— start of Dataset content —
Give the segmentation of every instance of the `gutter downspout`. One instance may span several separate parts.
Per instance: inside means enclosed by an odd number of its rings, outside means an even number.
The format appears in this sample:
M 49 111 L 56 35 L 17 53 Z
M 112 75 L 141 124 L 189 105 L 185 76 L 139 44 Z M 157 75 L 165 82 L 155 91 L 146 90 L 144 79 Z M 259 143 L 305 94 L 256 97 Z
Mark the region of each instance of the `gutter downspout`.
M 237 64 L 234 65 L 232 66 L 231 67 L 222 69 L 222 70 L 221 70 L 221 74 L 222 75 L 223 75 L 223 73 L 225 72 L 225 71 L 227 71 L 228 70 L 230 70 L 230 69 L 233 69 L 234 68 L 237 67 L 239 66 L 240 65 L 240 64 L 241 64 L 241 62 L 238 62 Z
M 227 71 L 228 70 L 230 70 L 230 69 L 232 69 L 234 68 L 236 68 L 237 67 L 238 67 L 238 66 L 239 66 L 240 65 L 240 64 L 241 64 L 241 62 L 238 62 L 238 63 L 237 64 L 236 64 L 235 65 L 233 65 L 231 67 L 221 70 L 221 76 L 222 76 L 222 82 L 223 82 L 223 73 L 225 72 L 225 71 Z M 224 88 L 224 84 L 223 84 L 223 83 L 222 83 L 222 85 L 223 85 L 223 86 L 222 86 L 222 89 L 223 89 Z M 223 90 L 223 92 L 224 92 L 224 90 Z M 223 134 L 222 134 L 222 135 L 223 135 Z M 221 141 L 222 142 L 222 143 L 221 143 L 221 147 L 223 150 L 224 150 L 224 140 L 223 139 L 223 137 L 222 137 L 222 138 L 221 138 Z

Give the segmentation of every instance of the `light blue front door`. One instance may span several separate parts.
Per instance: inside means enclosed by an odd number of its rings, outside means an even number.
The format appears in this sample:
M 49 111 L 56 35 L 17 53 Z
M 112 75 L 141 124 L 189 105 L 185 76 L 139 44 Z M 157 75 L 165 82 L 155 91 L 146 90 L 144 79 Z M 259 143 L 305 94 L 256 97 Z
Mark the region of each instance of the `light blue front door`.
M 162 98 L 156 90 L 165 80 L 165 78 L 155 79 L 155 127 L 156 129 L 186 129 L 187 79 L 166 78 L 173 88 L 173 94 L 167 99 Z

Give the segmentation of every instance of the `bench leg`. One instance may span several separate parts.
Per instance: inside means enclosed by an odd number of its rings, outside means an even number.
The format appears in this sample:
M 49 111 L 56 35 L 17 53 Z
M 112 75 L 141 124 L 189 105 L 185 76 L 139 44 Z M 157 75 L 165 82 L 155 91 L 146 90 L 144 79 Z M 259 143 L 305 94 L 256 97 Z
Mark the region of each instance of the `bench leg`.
— end of Dataset content —
◆ **Instructions to follow**
Transcribe the records above exactly as they appear.

◆ **Task result**
Give the segmentation of every instance of the `gutter downspout`. One instance may span several separate parts.
Per instance: inside means enclosed by an odd number of its rings, outside means an even number.
The format appears in this sample:
M 49 111 L 56 35 L 17 53 Z
M 112 75 L 141 124 L 189 105 L 185 76 L 139 44 Z M 157 75 L 165 82 L 155 91 L 146 90 L 144 79 Z M 259 143 L 305 94 L 256 97 Z
Mark the region of each instance of the `gutter downspout`.
M 237 64 L 234 65 L 232 66 L 231 67 L 222 69 L 222 70 L 221 70 L 221 74 L 222 75 L 223 75 L 223 73 L 225 72 L 225 71 L 227 71 L 228 70 L 230 70 L 230 69 L 233 69 L 234 68 L 237 67 L 239 66 L 240 65 L 240 64 L 241 64 L 241 62 L 238 62 Z
M 227 71 L 228 70 L 230 70 L 230 69 L 232 69 L 234 68 L 236 68 L 237 67 L 238 67 L 238 66 L 239 66 L 240 65 L 240 64 L 241 64 L 241 62 L 238 62 L 238 63 L 237 64 L 236 64 L 235 65 L 233 65 L 231 67 L 221 70 L 221 76 L 222 76 L 222 82 L 223 82 L 223 73 L 225 72 L 225 71 Z M 224 88 L 224 84 L 223 84 L 223 83 L 222 83 L 222 85 L 223 85 L 223 86 L 222 86 L 222 89 L 223 89 Z M 223 90 L 223 92 L 224 92 L 224 90 Z M 223 134 L 222 134 L 222 135 L 223 135 Z M 221 141 L 222 142 L 222 143 L 221 143 L 221 147 L 223 150 L 224 150 L 224 140 L 223 139 L 223 137 L 222 137 L 222 138 L 221 138 Z

Give the segmentation of every instance of the `light blue front door`. One instance may span several separate parts.
Per instance: inside means enclosed by an odd number of its rings, outside means an even number.
The format appears in this sample:
M 49 111 L 56 35 L 17 53 Z
M 112 75 L 141 124 L 189 105 L 185 76 L 139 44 Z M 157 75 L 165 82 L 155 91 L 146 90 L 144 79 Z M 259 143 L 305 94 L 256 97 Z
Mark the region of each instance of the `light blue front door`.
M 162 98 L 156 90 L 165 80 L 165 78 L 155 79 L 155 127 L 156 129 L 186 129 L 187 79 L 166 78 L 173 88 L 173 94 L 167 99 Z

Give the segmentation of every instance of the `bench leg`. One instance may span several separate parts.
Per instance: inside means enclosed by an odd number of its rings, outside means an even number.
The format appears in this sample:
M 49 111 L 56 35 L 17 53 Z
M 112 75 L 141 124 L 189 105 L 185 76 L 139 44 Z M 157 75 L 165 82 L 155 91 L 146 90 L 144 79 Z M 259 143 L 305 94 L 256 97 Z
Mark the region of each instance of the `bench leg`.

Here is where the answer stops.